Objective
Reproduce each line of the records below word for word, from the first record to the last.

Items
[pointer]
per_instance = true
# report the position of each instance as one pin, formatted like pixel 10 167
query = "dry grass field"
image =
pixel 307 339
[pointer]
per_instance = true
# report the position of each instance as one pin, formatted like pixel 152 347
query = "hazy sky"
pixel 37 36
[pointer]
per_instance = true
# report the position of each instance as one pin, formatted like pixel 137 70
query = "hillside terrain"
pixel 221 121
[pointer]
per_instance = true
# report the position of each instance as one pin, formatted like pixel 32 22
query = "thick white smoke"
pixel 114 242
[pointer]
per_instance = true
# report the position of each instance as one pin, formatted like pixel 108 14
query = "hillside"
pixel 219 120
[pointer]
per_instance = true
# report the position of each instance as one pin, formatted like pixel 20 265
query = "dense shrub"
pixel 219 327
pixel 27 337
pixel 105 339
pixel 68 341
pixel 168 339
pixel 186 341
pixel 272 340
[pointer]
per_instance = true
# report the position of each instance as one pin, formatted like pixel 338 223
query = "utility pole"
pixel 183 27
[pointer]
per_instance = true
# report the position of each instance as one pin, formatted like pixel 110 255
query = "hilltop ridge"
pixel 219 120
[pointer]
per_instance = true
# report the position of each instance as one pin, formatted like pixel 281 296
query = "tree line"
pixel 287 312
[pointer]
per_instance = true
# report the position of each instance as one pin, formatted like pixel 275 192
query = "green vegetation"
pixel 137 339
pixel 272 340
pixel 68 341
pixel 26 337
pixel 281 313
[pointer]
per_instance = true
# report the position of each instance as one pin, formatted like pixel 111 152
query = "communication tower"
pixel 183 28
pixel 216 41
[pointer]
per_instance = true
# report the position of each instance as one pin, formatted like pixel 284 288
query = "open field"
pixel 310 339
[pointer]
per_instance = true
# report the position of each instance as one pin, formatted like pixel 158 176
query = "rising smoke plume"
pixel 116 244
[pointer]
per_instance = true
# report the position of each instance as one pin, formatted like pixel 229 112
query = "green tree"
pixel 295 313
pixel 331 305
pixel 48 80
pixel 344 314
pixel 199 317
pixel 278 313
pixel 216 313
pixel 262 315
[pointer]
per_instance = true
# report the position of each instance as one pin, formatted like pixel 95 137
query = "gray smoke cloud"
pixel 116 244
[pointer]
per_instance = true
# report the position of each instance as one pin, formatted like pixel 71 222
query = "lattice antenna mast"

Correct output
[pointer]
per_instance = true
# report the position of each instance as one pin, formatted like pixel 10 167
query = "dry grass field"
image =
pixel 307 339
[pointer]
per_instance = true
# report the position of each instance as one pin, formatted like pixel 152 347
query = "hazy sky"
pixel 37 36
[pointer]
per_instance = true
# report the position of each instance as one pin, formatted like pixel 137 70
query = "hillside terrain"
pixel 221 121
[pointer]
per_instance = true
# report the position of each instance as one pin, formatted like pixel 32 22
query = "thick white smoke"
pixel 114 242
[pointer]
per_instance = true
# report the position of each instance as one pin, formatted like pixel 108 14
query = "hillside"
pixel 219 120
[pointer]
per_instance = true
# report the position of each instance as one pin, formatted like pixel 20 265
query = "dense shrub"
pixel 219 327
pixel 27 337
pixel 105 339
pixel 68 341
pixel 168 339
pixel 186 341
pixel 272 340
[pointer]
per_instance = true
# report the position of each instance as one pin, formatted like pixel 338 223
query = "utility pole"
pixel 183 27
[pointer]
per_instance = true
# report the position of each instance as one pin, formatted like pixel 110 255
query = "hilltop ridge"
pixel 219 120
[pointer]
per_instance = true
# report the position of each instance as one pin, formatted like pixel 281 296
query = "tree line"
pixel 287 312
[pointer]
per_instance = true
# report the position of each instance as one pin, formatted like pixel 275 192
query = "green vegetation"
pixel 137 339
pixel 272 340
pixel 68 341
pixel 26 337
pixel 281 313
[pointer]
per_instance = true
# report the position of each instance as one pin, formatted like pixel 111 152
query = "communication tower"
pixel 183 28
pixel 216 41
[pointer]
per_instance = true
# report the position of each instance as one pin, formatted like pixel 284 288
query = "open field"
pixel 310 339
[pointer]
per_instance = true
# report the position of each instance as one pin, formatted like pixel 158 176
query = "rising smoke plume"
pixel 116 244
[pointer]
per_instance = true
# report the position of each instance as one pin, formatted like pixel 229 112
query = "green tree"
pixel 295 313
pixel 331 305
pixel 48 80
pixel 344 314
pixel 199 317
pixel 278 313
pixel 216 313
pixel 262 315
[pointer]
per_instance = true
# report the position of each instance as one pin, formatted like pixel 95 137
query = "gray smoke cloud"
pixel 116 244
[pointer]
per_instance = true
# report the position of each instance as one pin, formatted like pixel 71 222
query = "lattice antenna mast"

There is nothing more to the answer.